**Exercise material**
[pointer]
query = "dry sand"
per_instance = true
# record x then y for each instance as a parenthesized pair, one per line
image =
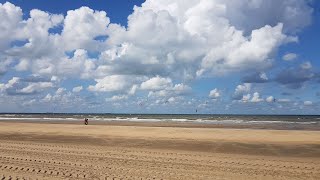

**Stated goal**
Rewrite the material above as a JSON list of strings, one string for each line, with blank lines left out. Leave the picture out of your answer.

**Solution**
[
  "[pointer]",
  "query = \"dry sand\"",
  "per_instance = true",
  "# record x then y for each instance as a parenthesized pair, one per line",
  "image ="
]